> What is needed: Restate every entry word for word.

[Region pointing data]

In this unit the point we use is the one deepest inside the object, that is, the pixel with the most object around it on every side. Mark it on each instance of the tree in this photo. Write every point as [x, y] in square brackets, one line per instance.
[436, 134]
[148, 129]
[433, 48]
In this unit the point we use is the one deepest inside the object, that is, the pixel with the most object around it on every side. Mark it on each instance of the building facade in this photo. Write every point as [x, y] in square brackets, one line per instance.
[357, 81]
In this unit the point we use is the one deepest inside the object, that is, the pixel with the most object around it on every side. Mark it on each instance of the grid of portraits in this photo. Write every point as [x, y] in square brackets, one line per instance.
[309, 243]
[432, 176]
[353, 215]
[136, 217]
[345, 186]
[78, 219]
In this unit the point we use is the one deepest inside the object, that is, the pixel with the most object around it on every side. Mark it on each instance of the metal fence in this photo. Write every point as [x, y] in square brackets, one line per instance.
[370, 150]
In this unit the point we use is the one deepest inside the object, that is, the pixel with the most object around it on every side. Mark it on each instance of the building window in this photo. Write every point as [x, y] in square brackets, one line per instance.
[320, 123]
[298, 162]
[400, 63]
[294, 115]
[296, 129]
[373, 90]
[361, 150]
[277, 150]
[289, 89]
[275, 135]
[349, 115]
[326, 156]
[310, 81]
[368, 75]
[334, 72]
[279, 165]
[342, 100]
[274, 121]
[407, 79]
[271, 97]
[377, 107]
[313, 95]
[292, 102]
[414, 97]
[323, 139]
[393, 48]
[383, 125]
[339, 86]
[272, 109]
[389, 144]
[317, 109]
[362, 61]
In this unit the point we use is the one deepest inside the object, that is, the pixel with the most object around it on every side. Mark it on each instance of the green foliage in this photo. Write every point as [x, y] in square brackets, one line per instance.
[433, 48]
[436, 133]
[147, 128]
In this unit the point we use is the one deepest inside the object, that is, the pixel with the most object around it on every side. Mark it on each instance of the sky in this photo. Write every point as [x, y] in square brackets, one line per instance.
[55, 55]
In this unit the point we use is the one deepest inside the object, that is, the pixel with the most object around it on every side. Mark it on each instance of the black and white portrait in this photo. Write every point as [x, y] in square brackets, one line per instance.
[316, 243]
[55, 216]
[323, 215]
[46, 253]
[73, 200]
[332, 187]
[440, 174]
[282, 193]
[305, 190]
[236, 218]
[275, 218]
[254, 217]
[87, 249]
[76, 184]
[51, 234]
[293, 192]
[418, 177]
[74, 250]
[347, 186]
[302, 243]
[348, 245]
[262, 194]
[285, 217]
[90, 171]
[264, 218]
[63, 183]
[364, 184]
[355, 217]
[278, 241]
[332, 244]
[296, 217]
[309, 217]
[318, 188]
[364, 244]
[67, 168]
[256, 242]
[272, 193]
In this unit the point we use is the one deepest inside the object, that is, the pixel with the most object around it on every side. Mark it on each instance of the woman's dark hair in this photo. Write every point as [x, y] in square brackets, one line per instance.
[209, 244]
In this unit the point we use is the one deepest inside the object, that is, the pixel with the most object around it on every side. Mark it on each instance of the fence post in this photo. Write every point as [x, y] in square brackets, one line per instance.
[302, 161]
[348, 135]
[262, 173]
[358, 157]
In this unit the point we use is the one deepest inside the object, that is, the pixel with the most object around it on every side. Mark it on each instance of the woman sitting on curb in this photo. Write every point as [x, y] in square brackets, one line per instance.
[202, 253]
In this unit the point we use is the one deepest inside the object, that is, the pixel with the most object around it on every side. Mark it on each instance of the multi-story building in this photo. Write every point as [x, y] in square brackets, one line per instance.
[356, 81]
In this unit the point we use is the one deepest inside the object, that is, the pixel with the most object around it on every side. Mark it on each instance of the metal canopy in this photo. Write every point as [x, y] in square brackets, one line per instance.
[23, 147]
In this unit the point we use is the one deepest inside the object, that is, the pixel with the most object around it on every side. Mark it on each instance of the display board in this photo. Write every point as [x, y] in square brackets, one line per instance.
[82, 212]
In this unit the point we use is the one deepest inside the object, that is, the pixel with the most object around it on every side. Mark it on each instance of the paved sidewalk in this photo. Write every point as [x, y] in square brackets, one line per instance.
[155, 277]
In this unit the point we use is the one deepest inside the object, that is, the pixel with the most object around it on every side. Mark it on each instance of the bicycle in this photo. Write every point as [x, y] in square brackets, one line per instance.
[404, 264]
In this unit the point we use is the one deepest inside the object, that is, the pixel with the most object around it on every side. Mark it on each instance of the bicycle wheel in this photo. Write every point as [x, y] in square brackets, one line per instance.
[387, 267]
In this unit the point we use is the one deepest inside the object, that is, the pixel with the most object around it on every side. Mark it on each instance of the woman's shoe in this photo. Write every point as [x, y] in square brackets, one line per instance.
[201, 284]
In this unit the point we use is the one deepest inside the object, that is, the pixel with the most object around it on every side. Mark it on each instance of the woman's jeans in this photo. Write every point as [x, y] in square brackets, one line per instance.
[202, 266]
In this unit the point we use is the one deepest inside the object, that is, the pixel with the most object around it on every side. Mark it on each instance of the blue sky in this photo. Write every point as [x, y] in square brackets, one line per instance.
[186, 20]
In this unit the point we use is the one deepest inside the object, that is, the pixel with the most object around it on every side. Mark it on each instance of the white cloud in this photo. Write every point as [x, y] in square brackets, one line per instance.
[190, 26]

> Exercise output:
In this unit the point we use is the one deepest inside the object, that is, the pixel with the most object around it on every side. Mark it on each instance of the tree in this photo. Write every point as [x, y] in square brackets, one line per instance.
[436, 134]
[148, 129]
[433, 48]
In this unit the point we use is the one deepest inside the object, that is, the pixel with the most object around it on every side. Mark it on each instance of the building facade in this photo. Write every point as [x, y] in square brackets, one line per instance.
[357, 81]
In this unit the point we use is the one deepest inside the object, that is, the pixel with the most object around it on every side. Mark it on each instance of the grid of portraits in this photo. Write every point as [x, y] in square brackets, one line per instance.
[309, 243]
[432, 176]
[353, 215]
[136, 217]
[345, 186]
[78, 219]
In this unit the point we use is the one deepest inside the object, that is, the pixel with the most object around it on every side. Mark it on each instance of the metal fence in this photo. Write every point as [x, y] in square brackets, one line per instance.
[370, 150]
In this unit the point we use is the one deepest inside the object, that is, the pixel with the most object around it on every side. Mark it on each instance of the building window in this photo. Write every point as [x, y] in square brackets, one line per instance.
[320, 123]
[298, 162]
[400, 63]
[294, 115]
[296, 129]
[373, 90]
[361, 150]
[277, 150]
[289, 89]
[275, 135]
[349, 115]
[326, 156]
[310, 81]
[368, 75]
[334, 72]
[279, 165]
[342, 100]
[274, 121]
[407, 79]
[271, 97]
[377, 107]
[313, 95]
[292, 102]
[414, 97]
[323, 139]
[393, 48]
[383, 125]
[339, 86]
[272, 109]
[389, 144]
[317, 109]
[362, 61]
In this unit the point we use is the one deepest inside the object, that is, the pixel with the most object around it on every side. Mark it on each instance of the green foliage in this photo. Write every point as [x, y] in square brackets, one line per instance.
[433, 48]
[436, 133]
[147, 128]
In this unit the point we use is the one deepest inside the object, that is, the pixel with the most object around it on every side. Mark it on each instance of the sky in this photo. Write every point as [x, y] in square brackets, one line per instance.
[55, 55]
In this unit the point we use is the one deepest inside the object, that is, the pixel with the most object around it on every side. Mark it on each instance of the black and white portrait in this photo. Write every point as [x, y] in square brackets, one line per instance.
[316, 243]
[55, 216]
[323, 215]
[46, 253]
[73, 200]
[332, 187]
[440, 174]
[282, 193]
[305, 190]
[236, 218]
[275, 218]
[254, 217]
[87, 249]
[76, 184]
[51, 234]
[293, 192]
[418, 177]
[74, 250]
[347, 186]
[302, 243]
[348, 245]
[262, 194]
[285, 217]
[90, 171]
[264, 218]
[63, 183]
[364, 184]
[355, 217]
[278, 241]
[332, 244]
[296, 217]
[309, 217]
[318, 188]
[364, 244]
[67, 168]
[256, 242]
[272, 193]
In this unit the point we use is the one deepest inside the object, that is, the pixel with the most object around it on every side. Mark it on each instance of the woman's dark hair in this photo. Write every point as [x, y] in square brackets, one line per instance.
[209, 244]
In this unit the point we use is the one deepest inside the object, that is, the pixel with the most object around it on every side. Mark it on each instance of the fence post in this photo. Write every point as [x, y] in square brackets, one line per instance.
[302, 161]
[348, 135]
[262, 173]
[358, 157]
In this unit the point we use is the one deepest inside the object, that is, the pixel with the most object around it on every side. Mark it on each instance of the woman sitting on curb in this photo. Write every point as [x, y] in square brackets, one line per instance.
[202, 253]
In this unit the point we use is the one deepest inside the object, that is, the pixel with the most object around it on every side. Mark it on each instance of the multi-story building in this photo. Write every point as [x, y] in square brackets, one line per instance.
[356, 81]
In this unit the point we use is the one deepest inside the object, that is, the pixel with the most object around it on every side. Mark it on each instance of the metal canopy in this photo. Write every point as [x, y] in square brackets, one line per instance.
[23, 147]
In this unit the point we use is the one deepest inside the object, that is, the pixel with the most object around it on every side. Mark it on each instance of the display board in this photo. Write every point as [x, y] in square brackets, one line per instance.
[82, 212]
In this unit the point we use is the one deepest inside the object, that is, the pixel with the most object around it on every side. Mark it on each instance of the paved sidewalk in this photo. Write every point as [x, y] in square brackets, one line per instance.
[155, 277]
In this unit the point we use is the one deepest inside the object, that is, the pixel with the most object around it on every side. Mark it on each instance of the bicycle in this photo. Write every point as [x, y] in square brackets, one line per instance.
[404, 264]
In this unit the point we use is the one deepest inside the object, that is, the pixel with the most object around it on every side. Mark it on each instance of the bicycle wheel in this photo. Write every point as [x, y] in square brackets, one line per instance.
[387, 267]
In this unit the point we use is the one deepest inside the object, that is, the pixel with the most object around it on every side. Mark it on each instance of the woman's shoe in this photo. Write every point as [x, y] in square brackets, one line per instance.
[201, 284]
In this unit the point we use is the one deepest inside the object, that is, the pixel with the most object around it on every side. Mark it on each instance of the woman's jeans in this photo. Write every point as [x, y] in square brackets, one line per instance.
[202, 266]
In this unit the point we use is the one deepest inside the object, that is, the pixel with the most object around it on every side. Mark it on each instance of the blue sky in this photo. Write every point as [x, y] in square brackets, one line per instance.
[186, 20]
In this unit the point we use is the one deepest inside the object, that is, the pixel with the most object around it on every side. Mark it on each instance of the white cloud in this photo. Write every point as [x, y] in square brackets, one line per instance.
[190, 26]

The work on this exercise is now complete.